=== Testo ===
19 aprile 2024
Aggiornato 14:30
Parkinson e farmaci

Un farmaco contro il Parkinson potrebbe essere la soluzione contro il cancro

Un farmaco utilizzati nei pazienti affetti da Parkinson in combinazione con il Levodopa potrebbe essere la soluzione contro il cancro. Lo studio

Un farmaco contro il Parkinson potrebbe prevenire i tumori
Un farmaco contro il Parkinson potrebbe prevenire i tumori Foto: Shutterstock

Un nuovo barlume di speranza si accende per tutti i malati di cancro. Alcuni ricercatori statunitensi sono riusciti a evidenziare come un noto farmaco utilizzato nei pazienti affetti da Parkinson potrebbe divenire presto una strategia di prevenzione e cura particolarmente efficace in caso di tumori di varia natura. Ecco i dettagli dello studio.

Bassa incidenza di tumori
I risultati del nuovo studio probabilmente potrebbero spiegare il motivo per cui vi è una bassissima incidenza dei tumori nei pazienti che assumono farmaci per contrastare la malattia di Parkinson. In particolare, la molecola analizzata dai ricercatori sarebbe il Carbidopa, sostanza che, generalmente viene somministrata insieme alla L-DOPA. «Carbidopa è un farmaco approvato dalla FDA per il trattamento della malattia di Parkinson, per cui i test clinici possono essere condotti subito per valutare la sua efficacia nell'uomo come un farmaco antitumorale», ha dichiarato Yangzom Bhutia della Texas Tech University negli Stati Uniti.

=== Compito da svolgere ===
Riporta parola per parola il pezzo dell'articolo sul farmaco contro il Parkinson che parte da "Un farmaco contro il Parkinson potrebbe essere" e va avanti fino a "dettagli dello studio.". Per rispondere basta l'articolo, senza altre fonti.

Voci salvate da una raccolta
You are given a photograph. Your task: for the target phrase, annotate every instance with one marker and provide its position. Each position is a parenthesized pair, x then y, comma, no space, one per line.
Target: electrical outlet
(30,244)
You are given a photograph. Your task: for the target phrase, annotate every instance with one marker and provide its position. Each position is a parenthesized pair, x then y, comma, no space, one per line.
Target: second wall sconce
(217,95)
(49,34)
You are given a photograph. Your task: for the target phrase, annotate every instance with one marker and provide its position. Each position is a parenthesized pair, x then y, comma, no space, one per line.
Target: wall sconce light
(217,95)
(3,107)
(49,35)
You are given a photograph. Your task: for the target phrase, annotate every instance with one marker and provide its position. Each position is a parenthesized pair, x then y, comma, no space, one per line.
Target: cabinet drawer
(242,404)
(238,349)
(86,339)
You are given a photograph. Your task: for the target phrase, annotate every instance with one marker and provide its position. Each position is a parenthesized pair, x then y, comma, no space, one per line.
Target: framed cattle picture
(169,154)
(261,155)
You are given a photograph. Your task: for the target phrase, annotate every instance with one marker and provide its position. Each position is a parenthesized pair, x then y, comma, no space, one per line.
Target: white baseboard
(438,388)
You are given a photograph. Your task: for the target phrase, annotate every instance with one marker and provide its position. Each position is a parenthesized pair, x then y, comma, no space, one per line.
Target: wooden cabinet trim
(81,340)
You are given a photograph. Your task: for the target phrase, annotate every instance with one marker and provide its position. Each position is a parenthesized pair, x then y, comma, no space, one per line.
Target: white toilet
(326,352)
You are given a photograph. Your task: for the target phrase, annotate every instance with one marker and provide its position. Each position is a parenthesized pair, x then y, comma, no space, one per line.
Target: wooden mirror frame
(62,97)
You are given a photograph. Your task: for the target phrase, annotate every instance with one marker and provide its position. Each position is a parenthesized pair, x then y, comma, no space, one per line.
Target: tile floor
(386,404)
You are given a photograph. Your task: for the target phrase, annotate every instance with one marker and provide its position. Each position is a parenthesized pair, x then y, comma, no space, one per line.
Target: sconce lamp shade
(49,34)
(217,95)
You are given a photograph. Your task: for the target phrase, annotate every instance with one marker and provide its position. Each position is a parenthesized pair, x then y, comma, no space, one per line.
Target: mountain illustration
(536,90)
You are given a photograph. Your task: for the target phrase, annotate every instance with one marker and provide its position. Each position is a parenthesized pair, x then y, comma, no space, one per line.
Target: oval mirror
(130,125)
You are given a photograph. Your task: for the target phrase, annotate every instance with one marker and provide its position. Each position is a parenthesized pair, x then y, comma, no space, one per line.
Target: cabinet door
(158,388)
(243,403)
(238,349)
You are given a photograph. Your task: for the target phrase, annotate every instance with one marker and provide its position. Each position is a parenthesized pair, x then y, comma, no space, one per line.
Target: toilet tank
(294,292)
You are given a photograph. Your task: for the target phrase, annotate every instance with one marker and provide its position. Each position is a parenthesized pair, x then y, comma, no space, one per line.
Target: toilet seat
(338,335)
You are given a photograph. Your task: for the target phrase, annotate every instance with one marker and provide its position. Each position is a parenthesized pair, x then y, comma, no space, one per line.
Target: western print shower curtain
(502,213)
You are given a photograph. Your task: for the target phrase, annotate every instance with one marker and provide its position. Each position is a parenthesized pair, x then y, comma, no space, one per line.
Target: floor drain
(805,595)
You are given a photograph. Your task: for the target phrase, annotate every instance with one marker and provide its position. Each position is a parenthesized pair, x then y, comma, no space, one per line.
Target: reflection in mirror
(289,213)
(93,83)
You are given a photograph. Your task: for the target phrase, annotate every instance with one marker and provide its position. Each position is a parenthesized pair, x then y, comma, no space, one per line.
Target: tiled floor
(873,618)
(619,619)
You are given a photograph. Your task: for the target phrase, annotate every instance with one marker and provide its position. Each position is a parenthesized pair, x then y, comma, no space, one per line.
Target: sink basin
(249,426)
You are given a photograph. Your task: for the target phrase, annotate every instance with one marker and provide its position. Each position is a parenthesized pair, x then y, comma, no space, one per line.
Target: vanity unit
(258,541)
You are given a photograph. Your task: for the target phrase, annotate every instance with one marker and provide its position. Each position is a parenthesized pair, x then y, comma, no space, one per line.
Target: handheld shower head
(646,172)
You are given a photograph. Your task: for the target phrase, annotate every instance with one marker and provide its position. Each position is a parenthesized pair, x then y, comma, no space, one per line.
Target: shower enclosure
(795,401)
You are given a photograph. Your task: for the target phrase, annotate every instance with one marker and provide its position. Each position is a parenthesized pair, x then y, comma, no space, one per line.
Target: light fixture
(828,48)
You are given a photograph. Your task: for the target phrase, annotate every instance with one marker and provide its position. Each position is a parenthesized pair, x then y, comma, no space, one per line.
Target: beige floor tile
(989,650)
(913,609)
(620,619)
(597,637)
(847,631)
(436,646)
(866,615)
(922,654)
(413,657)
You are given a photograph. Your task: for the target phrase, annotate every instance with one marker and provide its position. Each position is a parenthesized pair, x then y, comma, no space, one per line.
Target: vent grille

=== Soluzione ===
Un farmaco contro il Parkinson potrebbe essere la soluzione contro il cancro

Un farmaco utilizzati nei pazienti affetti da Parkinson in combinazione con il Levodopa potrebbe essere la soluzione contro il cancro. Lo studio

Un farmaco contro il Parkinson potrebbe prevenire i tumori
Un farmaco contro il Parkinson potrebbe prevenire i tumori Foto: Shutterstock

Un nuovo barlume di speranza si accende per tutti i malati di cancro. Alcuni ricercatori statunitensi sono riusciti a evidenziare come un noto farmaco utilizzato nei pazienti affetti da Parkinson potrebbe divenire presto una strategia di prevenzione e cura particolarmente efficace in caso di tumori di varia natura. Ecco i dettagli dello studio.